WORK ORDER → Copy each line below exactly as it appears. Pictures are to be omitted.

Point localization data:
"""

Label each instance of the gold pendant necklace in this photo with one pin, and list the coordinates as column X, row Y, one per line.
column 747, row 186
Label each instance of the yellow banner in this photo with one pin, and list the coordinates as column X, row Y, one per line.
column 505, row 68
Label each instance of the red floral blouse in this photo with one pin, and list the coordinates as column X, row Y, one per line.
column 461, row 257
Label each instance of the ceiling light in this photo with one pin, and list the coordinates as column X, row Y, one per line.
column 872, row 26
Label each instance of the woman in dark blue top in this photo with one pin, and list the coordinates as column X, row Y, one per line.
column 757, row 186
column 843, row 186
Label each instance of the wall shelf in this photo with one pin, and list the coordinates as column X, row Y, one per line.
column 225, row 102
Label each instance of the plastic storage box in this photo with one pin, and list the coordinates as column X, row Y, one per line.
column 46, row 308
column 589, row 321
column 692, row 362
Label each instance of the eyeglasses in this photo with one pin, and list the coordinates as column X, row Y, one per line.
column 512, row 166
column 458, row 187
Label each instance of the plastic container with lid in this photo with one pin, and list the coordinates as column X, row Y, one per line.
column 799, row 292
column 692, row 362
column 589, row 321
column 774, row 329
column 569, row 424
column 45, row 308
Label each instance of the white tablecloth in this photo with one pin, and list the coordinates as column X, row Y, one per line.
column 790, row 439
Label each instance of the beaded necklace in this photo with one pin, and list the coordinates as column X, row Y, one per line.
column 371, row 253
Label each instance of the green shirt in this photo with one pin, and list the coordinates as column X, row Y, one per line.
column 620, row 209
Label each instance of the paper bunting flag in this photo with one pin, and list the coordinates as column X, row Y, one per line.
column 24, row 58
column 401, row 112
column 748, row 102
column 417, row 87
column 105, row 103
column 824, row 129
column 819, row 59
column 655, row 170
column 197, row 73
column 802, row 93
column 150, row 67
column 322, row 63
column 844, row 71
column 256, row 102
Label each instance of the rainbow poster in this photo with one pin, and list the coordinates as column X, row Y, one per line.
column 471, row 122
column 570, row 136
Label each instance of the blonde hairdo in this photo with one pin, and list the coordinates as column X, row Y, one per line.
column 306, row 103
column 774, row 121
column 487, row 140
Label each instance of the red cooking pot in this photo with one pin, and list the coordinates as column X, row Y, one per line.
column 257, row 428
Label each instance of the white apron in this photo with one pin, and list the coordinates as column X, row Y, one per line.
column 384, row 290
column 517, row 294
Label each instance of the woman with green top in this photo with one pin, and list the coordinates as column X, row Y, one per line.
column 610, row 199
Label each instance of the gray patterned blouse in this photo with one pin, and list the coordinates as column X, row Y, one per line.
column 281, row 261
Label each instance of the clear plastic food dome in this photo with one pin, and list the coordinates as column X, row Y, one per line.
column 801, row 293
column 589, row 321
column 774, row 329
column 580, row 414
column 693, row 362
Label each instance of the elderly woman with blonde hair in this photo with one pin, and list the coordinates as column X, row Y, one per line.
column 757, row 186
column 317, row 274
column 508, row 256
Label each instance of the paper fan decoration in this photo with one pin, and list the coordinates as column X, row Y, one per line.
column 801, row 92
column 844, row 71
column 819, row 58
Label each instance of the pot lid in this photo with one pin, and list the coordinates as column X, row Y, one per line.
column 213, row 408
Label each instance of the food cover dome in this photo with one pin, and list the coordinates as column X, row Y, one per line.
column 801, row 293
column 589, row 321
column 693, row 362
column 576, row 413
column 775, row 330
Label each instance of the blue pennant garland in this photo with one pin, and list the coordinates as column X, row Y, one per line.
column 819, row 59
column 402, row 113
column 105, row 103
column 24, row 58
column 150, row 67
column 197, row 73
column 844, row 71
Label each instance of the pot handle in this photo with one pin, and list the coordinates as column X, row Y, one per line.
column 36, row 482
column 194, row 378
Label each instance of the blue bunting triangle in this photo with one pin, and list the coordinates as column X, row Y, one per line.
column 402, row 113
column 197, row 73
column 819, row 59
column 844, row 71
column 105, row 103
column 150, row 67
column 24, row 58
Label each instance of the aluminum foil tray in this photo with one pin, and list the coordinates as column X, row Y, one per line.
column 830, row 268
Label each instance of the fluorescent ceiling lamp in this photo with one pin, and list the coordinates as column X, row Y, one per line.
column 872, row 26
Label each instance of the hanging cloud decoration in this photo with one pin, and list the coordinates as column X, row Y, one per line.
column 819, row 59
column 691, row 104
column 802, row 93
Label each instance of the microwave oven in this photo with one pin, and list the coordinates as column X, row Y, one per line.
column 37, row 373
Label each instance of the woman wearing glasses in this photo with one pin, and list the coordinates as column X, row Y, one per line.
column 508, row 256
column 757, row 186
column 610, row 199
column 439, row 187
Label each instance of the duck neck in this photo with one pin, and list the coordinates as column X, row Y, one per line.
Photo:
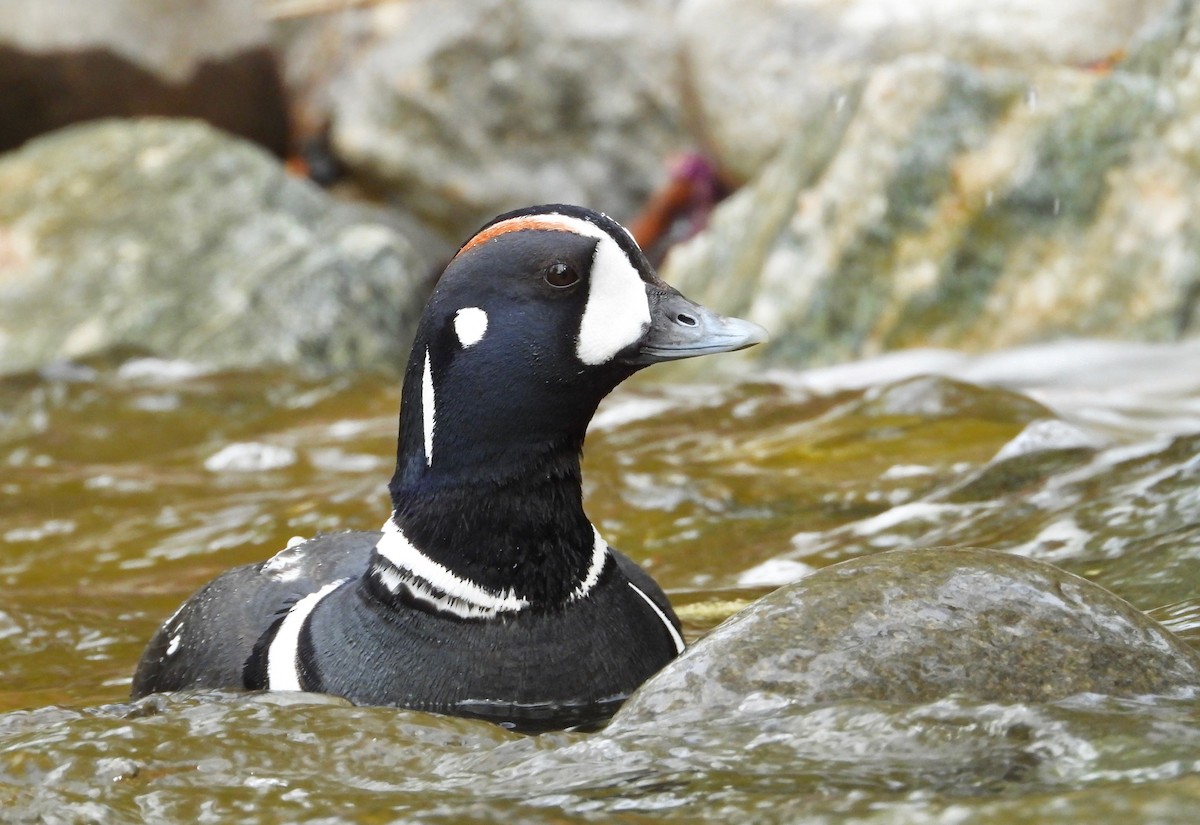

"""

YOUR SOLUTION →
Label each instance of the gold pendant necklace in this photo with one pin, and list the coordinates as column X, row Y, one per line.
column 747, row 186
Label each instance of the yellow banner in this photo with one pin, and list the coordinates as column X, row Y, one per line.
column 505, row 68
Label each instance of the red floral blouse in this photo with one pin, and list the coordinates as column X, row Y, one per line.
column 461, row 257
Label each instance of the ceiling light in this photo with one pin, and list the coordinates as column X, row Y, one per line.
column 872, row 26
Label each instance of the woman in dark blue top in this photo with one pin, and list the coordinates as column X, row Y, one per line.
column 757, row 186
column 843, row 186
Label each instance of the wall shelf in this photo with one pin, and list the coordinates as column X, row Y, one per line.
column 225, row 102
Label each instance of the plastic storage box in this photo with one pin, and list the coordinates as column X, row Y, one per line.
column 46, row 308
column 589, row 321
column 692, row 362
Label each instance of the eyeglasses in this photo with one pin, and list the coordinates as column X, row Y, one per line.
column 512, row 166
column 458, row 187
Label each instance of the plastic container with lid in this photo with one pin, and list the coordinates as column X, row Y, one per line.
column 799, row 292
column 692, row 362
column 589, row 321
column 774, row 329
column 569, row 424
column 45, row 308
Label each instance of the white tablecloth in this photo with one pin, and list the coordinates as column X, row Y, one per line.
column 790, row 439
Label each instance of the beaded necklace in this photo with one pin, and list the coordinates as column X, row Y, one per line.
column 371, row 253
Label each instance of the green shirt in this photo with one pin, and list the coordinates as column X, row Y, one per line.
column 620, row 209
Label each instance of the paper bunting flag in this photo with one pin, and list the coordinates as column X, row Y, one per line.
column 24, row 58
column 401, row 112
column 748, row 102
column 417, row 87
column 105, row 103
column 824, row 129
column 819, row 59
column 655, row 170
column 197, row 73
column 802, row 93
column 150, row 67
column 322, row 63
column 844, row 71
column 256, row 102
Label each instance of the rainbow poster in this photo with one pin, and list the coordinates as column X, row Y, one per line.
column 471, row 122
column 570, row 136
Label each instance of the blonde hairdo in this photo with one pin, and list the coordinates as column X, row Y, one per line.
column 306, row 103
column 774, row 121
column 487, row 140
Label each instance of the red cooking pot in this photo with one pin, and list the coordinates as column X, row Y, one per line.
column 257, row 428
Label each instance of the white apron in this photo with one pin, and list the coordinates as column X, row Y, one per line.
column 384, row 290
column 517, row 294
Label each instance of the woman with green top in this photo with one pin, and list the coordinates as column X, row Y, one per line.
column 610, row 199
Label each instance of the gray patterned blouse in this photo with one pin, and list the coordinates as column X, row Y, one per line.
column 281, row 261
Label each instance of the clear plastic food dome in this photo with one pin, and list the coordinates as column X, row Y, one per line.
column 801, row 293
column 589, row 321
column 774, row 329
column 580, row 414
column 693, row 362
Label each instance of the elderly woman with blonde hair in this photo with one pin, and list the coordinates as column X, row Y, one per line.
column 757, row 186
column 317, row 274
column 508, row 256
Label each instance of the paper fan decoration in this photo with one pin, and list the coordinates as column X, row Y, one per line.
column 801, row 92
column 844, row 71
column 819, row 58
Label each instance of the pot lid in this photo with one pin, and list the coordinates as column X, row Y, one per line.
column 213, row 408
Label each instance of the food cover dome in this photo with one pin, and list the coordinates as column X, row Y, one per line.
column 801, row 293
column 589, row 321
column 693, row 362
column 576, row 413
column 775, row 330
Label each instance of the blue pennant garland in this photo with one pin, and list the coordinates as column X, row Y, one per line.
column 819, row 59
column 402, row 113
column 105, row 103
column 24, row 58
column 150, row 67
column 197, row 73
column 844, row 71
Label each instance of the pot handle in this photo with one pin, and list the coordinates as column X, row Y, one per line.
column 36, row 482
column 194, row 378
Label each instance of the blue bunting triangle in this photo with one pin, and list the coordinates as column X, row Y, one per line.
column 402, row 113
column 197, row 73
column 819, row 59
column 844, row 71
column 105, row 103
column 150, row 67
column 24, row 58
Label each instance of the aluminum foil tray in this photo with one pin, and list the coordinates as column X, row Y, one per line.
column 830, row 268
Label each instance of the fluorescent ceiling lamp in this photo with one pin, and list the coordinates as column X, row Y, one per line.
column 872, row 26
Label each instance of the hanging cloud decoration in this photo with one pin, and list the coordinates as column X, row Y, one per line.
column 819, row 59
column 691, row 104
column 802, row 93
Label each instance of the microwave oven in this photo with one pin, and list the coordinates as column X, row Y, one per line.
column 37, row 373
Label each instance of the woman wearing glasses in this photo with one pin, and list the coordinates as column X, row Y, one per line.
column 508, row 256
column 757, row 186
column 610, row 199
column 439, row 187
Label each instance of the duck neck in this photo with one pin, and list the coordinates as column X, row Y, one per line.
Photo:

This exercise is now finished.